■ PROBLEM STATEMENT
Only the lines from the line with "For every instance of the window with" through the end of the records belong in your reply, copied exactly, with every picture left out.

■ SOURCE MATERIAL
====

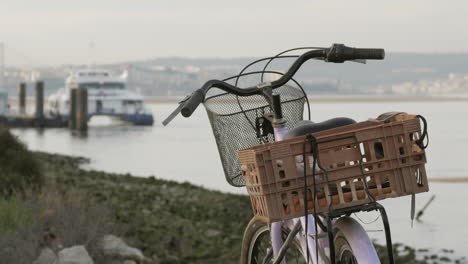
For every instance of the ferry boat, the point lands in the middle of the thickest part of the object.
(107, 95)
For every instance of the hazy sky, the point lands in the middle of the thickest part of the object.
(51, 32)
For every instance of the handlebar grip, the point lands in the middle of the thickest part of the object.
(192, 103)
(339, 53)
(368, 54)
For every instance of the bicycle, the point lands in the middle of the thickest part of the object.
(270, 110)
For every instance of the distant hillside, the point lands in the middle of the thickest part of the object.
(399, 73)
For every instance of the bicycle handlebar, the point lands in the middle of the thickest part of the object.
(337, 53)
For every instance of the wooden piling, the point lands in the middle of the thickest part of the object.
(22, 98)
(72, 110)
(39, 114)
(82, 109)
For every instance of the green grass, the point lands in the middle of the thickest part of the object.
(19, 168)
(14, 213)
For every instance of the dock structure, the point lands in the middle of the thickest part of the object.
(38, 119)
(81, 109)
(22, 98)
(78, 119)
(72, 105)
(39, 113)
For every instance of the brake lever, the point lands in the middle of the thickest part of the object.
(176, 111)
(360, 61)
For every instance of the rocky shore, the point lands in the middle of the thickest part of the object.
(179, 222)
(52, 211)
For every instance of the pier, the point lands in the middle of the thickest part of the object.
(78, 119)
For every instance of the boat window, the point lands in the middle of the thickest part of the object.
(106, 85)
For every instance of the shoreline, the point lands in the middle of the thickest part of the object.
(312, 98)
(157, 208)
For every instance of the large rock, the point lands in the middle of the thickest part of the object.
(74, 255)
(47, 256)
(116, 247)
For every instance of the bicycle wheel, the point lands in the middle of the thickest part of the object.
(257, 243)
(343, 251)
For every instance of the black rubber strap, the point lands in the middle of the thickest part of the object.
(420, 141)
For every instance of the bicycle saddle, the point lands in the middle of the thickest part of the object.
(305, 127)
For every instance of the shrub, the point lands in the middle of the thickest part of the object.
(13, 214)
(55, 220)
(18, 167)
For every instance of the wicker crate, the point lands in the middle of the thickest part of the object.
(381, 155)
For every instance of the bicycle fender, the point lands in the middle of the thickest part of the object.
(358, 240)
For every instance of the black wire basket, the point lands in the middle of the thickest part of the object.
(233, 120)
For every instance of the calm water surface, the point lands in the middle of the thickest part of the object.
(186, 151)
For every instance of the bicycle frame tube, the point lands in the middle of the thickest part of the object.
(276, 227)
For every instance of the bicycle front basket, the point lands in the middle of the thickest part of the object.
(233, 121)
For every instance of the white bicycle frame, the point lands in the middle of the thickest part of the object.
(355, 234)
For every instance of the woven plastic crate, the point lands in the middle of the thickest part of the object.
(356, 164)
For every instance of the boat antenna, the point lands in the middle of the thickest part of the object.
(2, 67)
(92, 62)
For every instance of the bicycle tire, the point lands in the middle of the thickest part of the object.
(257, 236)
(343, 252)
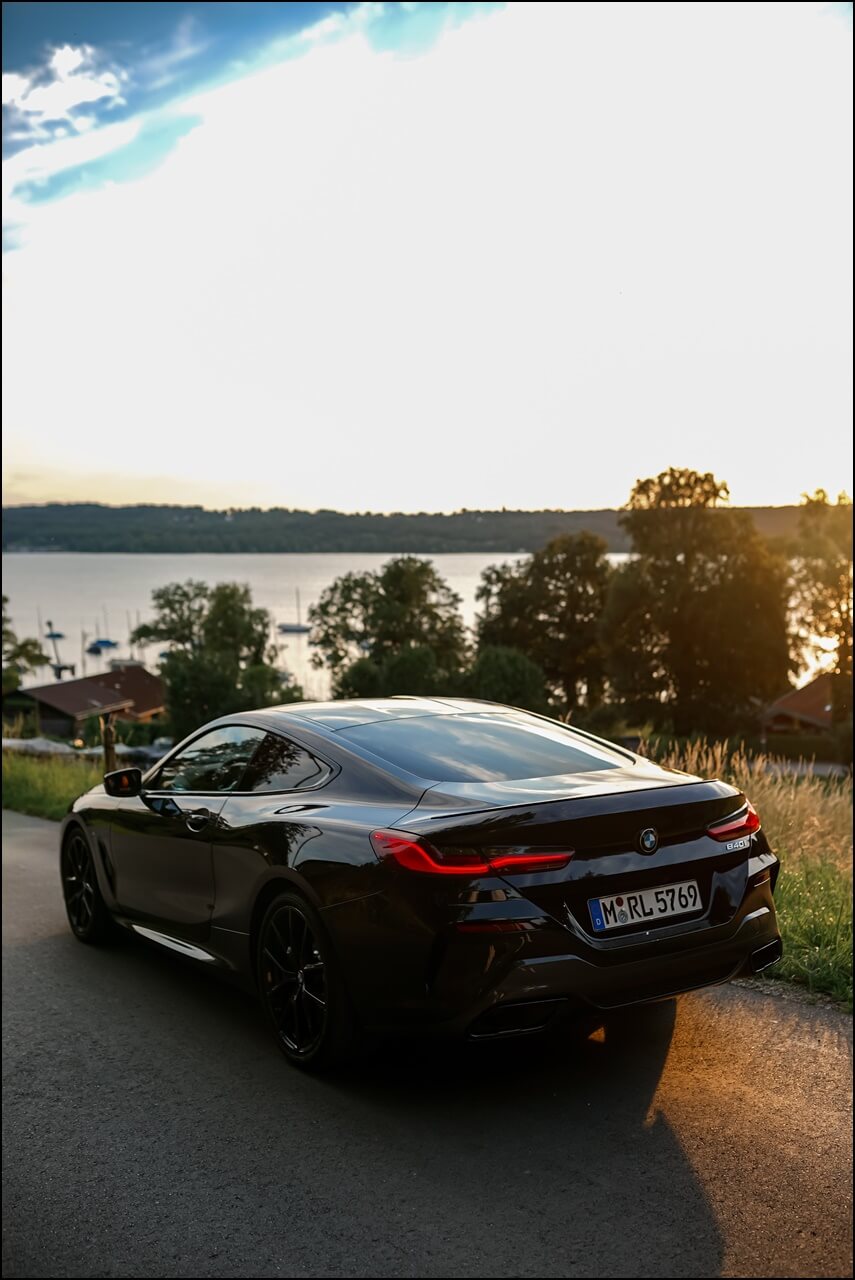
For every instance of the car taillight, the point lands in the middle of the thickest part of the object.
(417, 855)
(736, 824)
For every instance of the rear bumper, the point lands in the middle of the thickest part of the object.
(577, 984)
(508, 983)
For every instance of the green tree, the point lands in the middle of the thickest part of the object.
(18, 656)
(823, 588)
(502, 675)
(695, 626)
(220, 661)
(549, 609)
(382, 615)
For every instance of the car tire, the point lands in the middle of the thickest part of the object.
(86, 910)
(301, 988)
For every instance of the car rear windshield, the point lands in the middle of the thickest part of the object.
(481, 748)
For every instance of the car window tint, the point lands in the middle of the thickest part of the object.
(280, 764)
(214, 762)
(481, 748)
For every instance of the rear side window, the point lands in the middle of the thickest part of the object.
(481, 748)
(214, 762)
(280, 764)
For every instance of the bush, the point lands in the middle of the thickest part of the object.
(46, 787)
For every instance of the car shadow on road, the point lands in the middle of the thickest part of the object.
(526, 1157)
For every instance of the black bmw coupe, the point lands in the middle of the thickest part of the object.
(424, 864)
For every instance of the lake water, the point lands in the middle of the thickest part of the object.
(88, 597)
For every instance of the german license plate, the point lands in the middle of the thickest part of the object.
(645, 906)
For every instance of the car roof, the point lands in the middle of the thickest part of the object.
(348, 713)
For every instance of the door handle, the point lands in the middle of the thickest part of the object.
(197, 819)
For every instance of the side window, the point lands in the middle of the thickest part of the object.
(279, 764)
(214, 762)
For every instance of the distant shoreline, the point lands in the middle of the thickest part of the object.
(95, 529)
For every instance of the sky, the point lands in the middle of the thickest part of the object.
(425, 256)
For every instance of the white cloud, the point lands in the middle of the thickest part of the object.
(13, 87)
(67, 60)
(567, 246)
(45, 160)
(73, 81)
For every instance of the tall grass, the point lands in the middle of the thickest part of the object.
(45, 787)
(809, 823)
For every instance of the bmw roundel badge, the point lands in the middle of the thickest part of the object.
(649, 840)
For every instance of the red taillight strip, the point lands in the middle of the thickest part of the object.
(743, 823)
(530, 862)
(417, 856)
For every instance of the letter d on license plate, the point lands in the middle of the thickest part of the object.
(645, 906)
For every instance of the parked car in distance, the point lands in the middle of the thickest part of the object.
(434, 865)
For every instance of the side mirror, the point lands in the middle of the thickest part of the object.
(123, 782)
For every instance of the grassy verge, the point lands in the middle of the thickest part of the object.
(809, 824)
(45, 787)
(808, 821)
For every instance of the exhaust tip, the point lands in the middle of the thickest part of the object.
(516, 1019)
(766, 956)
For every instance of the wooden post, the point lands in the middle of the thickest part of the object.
(108, 739)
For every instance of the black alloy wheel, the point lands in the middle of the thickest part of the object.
(303, 1000)
(85, 908)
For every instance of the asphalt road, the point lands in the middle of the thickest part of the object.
(151, 1129)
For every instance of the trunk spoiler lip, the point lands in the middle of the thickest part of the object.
(425, 817)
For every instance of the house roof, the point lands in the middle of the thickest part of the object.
(126, 689)
(812, 703)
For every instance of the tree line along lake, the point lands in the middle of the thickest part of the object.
(90, 597)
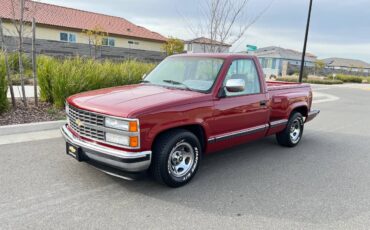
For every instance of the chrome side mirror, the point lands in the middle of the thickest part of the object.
(235, 85)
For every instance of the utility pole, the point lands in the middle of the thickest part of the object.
(305, 42)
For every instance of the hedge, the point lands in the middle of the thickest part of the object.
(3, 86)
(58, 79)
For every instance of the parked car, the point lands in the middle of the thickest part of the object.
(188, 106)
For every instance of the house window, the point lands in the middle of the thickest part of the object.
(244, 69)
(68, 37)
(108, 42)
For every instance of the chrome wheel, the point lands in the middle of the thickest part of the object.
(181, 159)
(295, 131)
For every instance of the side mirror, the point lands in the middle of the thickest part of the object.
(235, 85)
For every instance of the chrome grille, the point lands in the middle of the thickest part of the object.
(87, 120)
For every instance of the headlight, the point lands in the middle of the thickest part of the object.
(130, 126)
(131, 141)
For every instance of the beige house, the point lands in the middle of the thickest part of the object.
(60, 30)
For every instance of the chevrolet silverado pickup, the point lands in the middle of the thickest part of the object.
(187, 107)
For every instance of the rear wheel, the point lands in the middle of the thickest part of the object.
(176, 157)
(292, 134)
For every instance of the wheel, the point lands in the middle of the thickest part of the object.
(292, 134)
(176, 158)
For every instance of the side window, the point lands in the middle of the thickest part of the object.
(244, 69)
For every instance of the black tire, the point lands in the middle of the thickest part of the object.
(180, 145)
(287, 137)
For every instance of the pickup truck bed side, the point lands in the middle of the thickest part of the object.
(166, 126)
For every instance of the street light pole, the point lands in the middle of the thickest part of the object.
(305, 43)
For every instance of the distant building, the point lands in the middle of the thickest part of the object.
(278, 61)
(205, 45)
(60, 32)
(348, 66)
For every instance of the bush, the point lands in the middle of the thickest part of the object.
(3, 86)
(349, 78)
(312, 81)
(58, 79)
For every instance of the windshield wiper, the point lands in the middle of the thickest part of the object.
(177, 83)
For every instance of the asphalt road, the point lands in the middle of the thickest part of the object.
(324, 183)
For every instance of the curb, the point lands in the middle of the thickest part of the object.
(31, 127)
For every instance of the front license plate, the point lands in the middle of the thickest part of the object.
(73, 151)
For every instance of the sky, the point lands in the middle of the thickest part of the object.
(338, 28)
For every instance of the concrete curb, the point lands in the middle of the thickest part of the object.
(31, 127)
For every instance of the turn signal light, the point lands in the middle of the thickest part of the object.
(134, 141)
(133, 126)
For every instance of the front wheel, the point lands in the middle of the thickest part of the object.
(176, 157)
(292, 134)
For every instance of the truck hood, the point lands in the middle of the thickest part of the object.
(126, 101)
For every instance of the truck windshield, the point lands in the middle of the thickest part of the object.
(190, 73)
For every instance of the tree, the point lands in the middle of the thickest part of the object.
(7, 69)
(223, 21)
(173, 46)
(319, 66)
(96, 37)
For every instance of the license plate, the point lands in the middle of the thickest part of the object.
(73, 151)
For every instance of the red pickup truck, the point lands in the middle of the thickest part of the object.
(188, 106)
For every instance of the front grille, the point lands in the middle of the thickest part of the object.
(83, 123)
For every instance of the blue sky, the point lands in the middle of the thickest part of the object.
(338, 28)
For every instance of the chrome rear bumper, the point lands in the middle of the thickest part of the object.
(312, 114)
(119, 159)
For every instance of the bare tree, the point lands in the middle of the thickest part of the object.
(223, 21)
(5, 51)
(96, 37)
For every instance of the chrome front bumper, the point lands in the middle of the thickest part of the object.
(118, 159)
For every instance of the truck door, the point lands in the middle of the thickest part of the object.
(241, 116)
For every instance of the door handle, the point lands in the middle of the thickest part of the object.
(263, 103)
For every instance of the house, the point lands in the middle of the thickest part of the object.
(277, 61)
(348, 66)
(60, 32)
(205, 45)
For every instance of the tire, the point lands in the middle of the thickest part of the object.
(176, 158)
(293, 132)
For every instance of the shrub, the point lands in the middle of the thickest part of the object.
(58, 79)
(3, 86)
(349, 78)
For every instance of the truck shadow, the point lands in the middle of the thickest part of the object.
(304, 184)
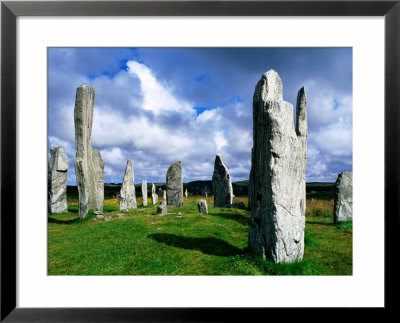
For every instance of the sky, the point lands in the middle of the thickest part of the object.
(156, 106)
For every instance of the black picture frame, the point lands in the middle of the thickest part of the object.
(10, 10)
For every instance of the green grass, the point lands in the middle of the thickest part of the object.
(144, 243)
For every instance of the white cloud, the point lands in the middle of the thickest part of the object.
(157, 98)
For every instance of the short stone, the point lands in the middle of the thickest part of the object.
(162, 208)
(343, 209)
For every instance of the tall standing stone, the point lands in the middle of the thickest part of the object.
(57, 181)
(154, 195)
(343, 209)
(175, 184)
(89, 166)
(277, 177)
(222, 185)
(128, 195)
(144, 192)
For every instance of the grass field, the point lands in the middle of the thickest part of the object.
(189, 243)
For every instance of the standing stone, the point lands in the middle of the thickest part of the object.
(57, 181)
(128, 194)
(343, 209)
(175, 184)
(89, 166)
(162, 208)
(144, 192)
(222, 185)
(154, 196)
(277, 177)
(202, 206)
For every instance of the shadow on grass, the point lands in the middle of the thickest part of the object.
(210, 246)
(240, 218)
(321, 223)
(58, 221)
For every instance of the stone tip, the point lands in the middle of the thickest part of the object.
(218, 160)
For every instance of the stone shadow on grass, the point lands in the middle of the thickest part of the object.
(240, 218)
(210, 246)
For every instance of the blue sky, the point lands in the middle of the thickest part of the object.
(159, 105)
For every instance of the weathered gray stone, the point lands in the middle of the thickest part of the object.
(343, 209)
(162, 208)
(128, 194)
(202, 206)
(89, 166)
(277, 177)
(222, 185)
(154, 196)
(57, 181)
(238, 205)
(144, 192)
(175, 184)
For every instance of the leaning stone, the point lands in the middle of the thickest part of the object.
(175, 184)
(89, 166)
(154, 196)
(239, 205)
(222, 185)
(343, 209)
(144, 192)
(57, 181)
(277, 176)
(128, 195)
(202, 206)
(162, 208)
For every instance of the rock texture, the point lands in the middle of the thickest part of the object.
(222, 185)
(202, 206)
(238, 205)
(277, 177)
(128, 194)
(89, 166)
(144, 192)
(162, 208)
(154, 195)
(57, 181)
(175, 184)
(343, 209)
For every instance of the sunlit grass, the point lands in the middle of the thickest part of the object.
(185, 242)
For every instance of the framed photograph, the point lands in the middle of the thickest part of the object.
(182, 81)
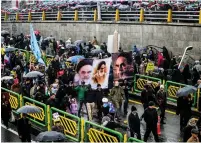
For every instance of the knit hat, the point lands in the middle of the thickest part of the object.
(151, 103)
(133, 108)
(194, 131)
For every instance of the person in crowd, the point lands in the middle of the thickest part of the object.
(117, 95)
(100, 74)
(5, 112)
(24, 128)
(187, 130)
(84, 72)
(194, 138)
(99, 103)
(58, 127)
(161, 98)
(186, 74)
(81, 91)
(123, 66)
(90, 99)
(151, 119)
(126, 88)
(134, 123)
(184, 110)
(73, 106)
(94, 42)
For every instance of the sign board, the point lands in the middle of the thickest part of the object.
(150, 67)
(110, 43)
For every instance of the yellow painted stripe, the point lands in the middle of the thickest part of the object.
(168, 111)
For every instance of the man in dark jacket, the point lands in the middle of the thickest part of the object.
(151, 119)
(99, 103)
(161, 99)
(134, 123)
(184, 109)
(24, 129)
(126, 88)
(90, 99)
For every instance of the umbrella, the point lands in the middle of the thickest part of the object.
(96, 51)
(6, 78)
(4, 32)
(50, 136)
(185, 91)
(49, 38)
(33, 74)
(28, 109)
(79, 41)
(97, 46)
(10, 49)
(75, 59)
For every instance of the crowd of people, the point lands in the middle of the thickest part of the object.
(56, 87)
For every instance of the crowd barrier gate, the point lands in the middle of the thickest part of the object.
(38, 118)
(96, 133)
(172, 88)
(133, 140)
(71, 124)
(141, 80)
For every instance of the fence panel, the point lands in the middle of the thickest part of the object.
(133, 140)
(173, 87)
(38, 118)
(98, 133)
(14, 98)
(141, 80)
(70, 123)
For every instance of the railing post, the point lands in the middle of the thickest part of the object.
(58, 16)
(95, 15)
(200, 17)
(6, 16)
(17, 16)
(43, 16)
(141, 15)
(76, 15)
(82, 130)
(117, 15)
(48, 118)
(169, 20)
(29, 16)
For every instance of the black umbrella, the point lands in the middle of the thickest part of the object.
(50, 136)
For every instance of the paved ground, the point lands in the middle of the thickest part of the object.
(170, 131)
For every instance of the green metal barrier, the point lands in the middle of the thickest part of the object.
(14, 99)
(98, 133)
(172, 88)
(38, 118)
(133, 140)
(141, 80)
(70, 123)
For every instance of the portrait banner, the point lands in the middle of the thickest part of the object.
(122, 64)
(100, 74)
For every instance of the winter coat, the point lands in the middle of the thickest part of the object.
(117, 94)
(193, 139)
(151, 117)
(134, 121)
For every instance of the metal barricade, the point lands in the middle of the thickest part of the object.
(70, 123)
(133, 140)
(141, 80)
(38, 118)
(14, 99)
(98, 133)
(173, 87)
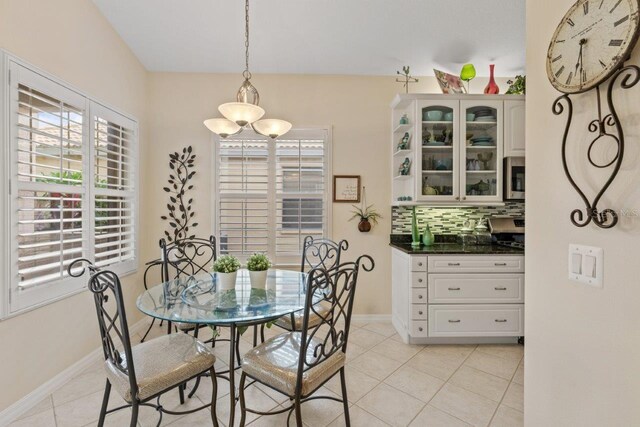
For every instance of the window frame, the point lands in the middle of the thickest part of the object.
(298, 133)
(66, 287)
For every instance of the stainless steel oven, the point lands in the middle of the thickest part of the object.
(514, 178)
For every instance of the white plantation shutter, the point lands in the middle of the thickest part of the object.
(113, 163)
(300, 194)
(72, 191)
(243, 190)
(271, 194)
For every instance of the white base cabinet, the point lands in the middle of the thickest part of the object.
(458, 298)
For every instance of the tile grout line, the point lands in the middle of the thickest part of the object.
(505, 392)
(445, 383)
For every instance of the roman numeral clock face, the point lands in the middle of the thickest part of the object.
(591, 42)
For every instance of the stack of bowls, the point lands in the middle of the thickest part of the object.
(482, 141)
(485, 115)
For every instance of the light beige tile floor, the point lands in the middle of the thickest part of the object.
(388, 384)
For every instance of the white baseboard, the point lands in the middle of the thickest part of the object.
(371, 318)
(23, 405)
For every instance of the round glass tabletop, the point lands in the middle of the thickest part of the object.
(200, 298)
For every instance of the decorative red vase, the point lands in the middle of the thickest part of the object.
(492, 88)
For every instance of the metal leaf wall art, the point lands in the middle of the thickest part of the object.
(181, 214)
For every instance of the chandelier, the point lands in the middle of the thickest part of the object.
(245, 112)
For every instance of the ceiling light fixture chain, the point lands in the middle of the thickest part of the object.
(246, 73)
(245, 113)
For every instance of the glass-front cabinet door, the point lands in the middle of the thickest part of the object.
(481, 151)
(438, 124)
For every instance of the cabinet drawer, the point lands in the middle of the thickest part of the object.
(418, 263)
(418, 280)
(419, 311)
(476, 264)
(476, 288)
(418, 295)
(419, 328)
(476, 320)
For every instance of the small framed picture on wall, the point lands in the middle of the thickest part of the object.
(346, 188)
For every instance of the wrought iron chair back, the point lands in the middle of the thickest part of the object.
(323, 253)
(188, 257)
(112, 319)
(337, 287)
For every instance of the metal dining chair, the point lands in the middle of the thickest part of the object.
(298, 363)
(187, 257)
(316, 253)
(147, 370)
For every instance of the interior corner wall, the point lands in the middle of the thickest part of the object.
(71, 40)
(582, 353)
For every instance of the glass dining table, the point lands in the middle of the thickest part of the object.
(200, 299)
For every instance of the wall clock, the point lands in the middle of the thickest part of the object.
(589, 48)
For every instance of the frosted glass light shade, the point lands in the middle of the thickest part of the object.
(222, 127)
(272, 128)
(241, 113)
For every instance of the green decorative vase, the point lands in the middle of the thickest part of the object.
(415, 235)
(427, 236)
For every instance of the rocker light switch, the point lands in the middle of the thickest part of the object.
(586, 264)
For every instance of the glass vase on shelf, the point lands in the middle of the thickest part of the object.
(492, 87)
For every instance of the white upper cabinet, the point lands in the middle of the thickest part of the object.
(455, 147)
(514, 128)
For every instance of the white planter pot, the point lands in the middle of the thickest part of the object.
(227, 280)
(258, 279)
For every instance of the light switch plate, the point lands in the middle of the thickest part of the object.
(586, 264)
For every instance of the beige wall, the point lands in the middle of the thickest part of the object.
(73, 41)
(355, 107)
(583, 344)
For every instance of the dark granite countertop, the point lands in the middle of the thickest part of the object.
(455, 248)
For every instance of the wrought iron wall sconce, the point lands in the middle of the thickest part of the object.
(605, 127)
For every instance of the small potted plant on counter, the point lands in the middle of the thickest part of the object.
(258, 264)
(367, 214)
(227, 267)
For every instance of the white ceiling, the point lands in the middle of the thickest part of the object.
(367, 37)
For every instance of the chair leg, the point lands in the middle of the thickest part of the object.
(345, 402)
(298, 410)
(134, 413)
(214, 396)
(148, 330)
(105, 403)
(195, 387)
(243, 406)
(181, 391)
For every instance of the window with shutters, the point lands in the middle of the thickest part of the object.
(71, 188)
(271, 194)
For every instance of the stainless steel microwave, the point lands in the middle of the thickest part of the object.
(514, 178)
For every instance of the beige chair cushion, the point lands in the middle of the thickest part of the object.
(275, 363)
(298, 318)
(161, 363)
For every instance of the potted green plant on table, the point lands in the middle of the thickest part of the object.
(258, 265)
(227, 267)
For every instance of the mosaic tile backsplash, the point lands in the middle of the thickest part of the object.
(449, 220)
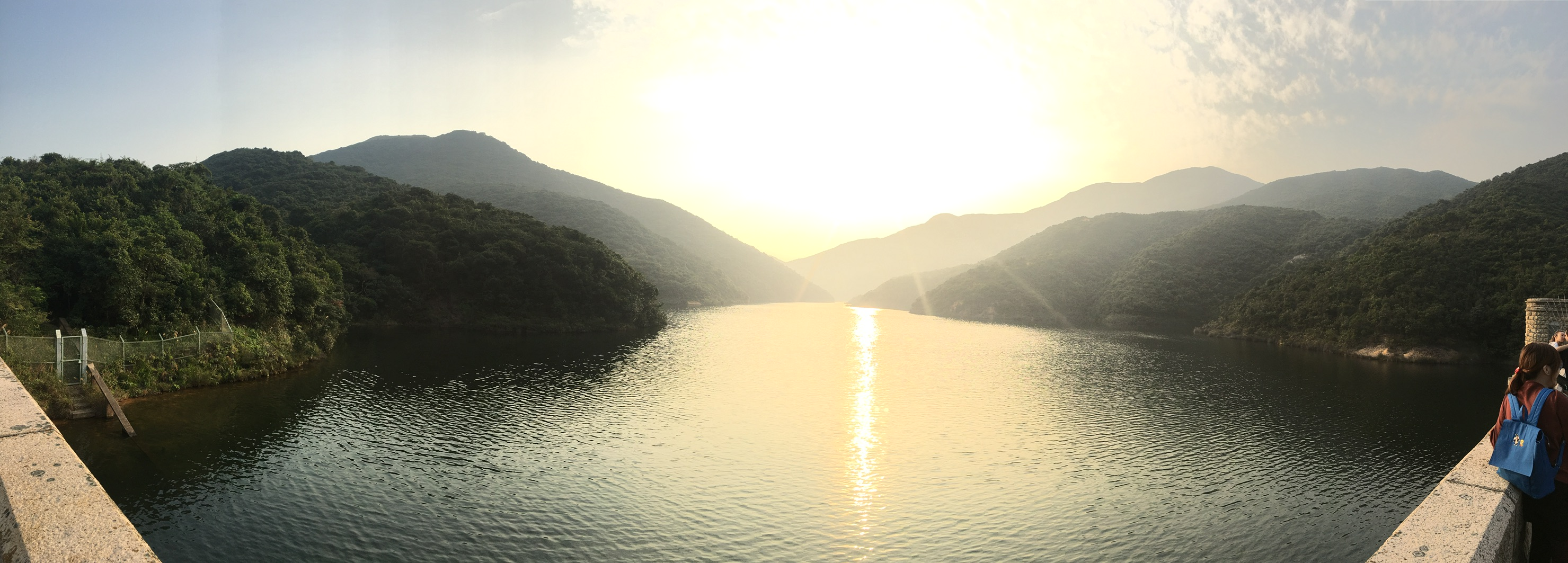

====

■ FINISHED EXERCISE
For every instance of the window with shutters, the point lands in the middle of the thickest part of the object.
(71, 188)
(271, 194)
For every instance of the stainless steel microwave, the point lands in the middle of the thickest part of the object.
(514, 178)
For every instance of the beige chair cushion, the point lands in the middle of the thickest part of the object.
(275, 363)
(298, 318)
(161, 363)
For every instance of the potted green plant on table, the point lands in the middle of the thickest part of the object.
(258, 265)
(227, 267)
For every instance of the mosaic tile backsplash, the point lands in the middle of the thickest part of the object.
(449, 220)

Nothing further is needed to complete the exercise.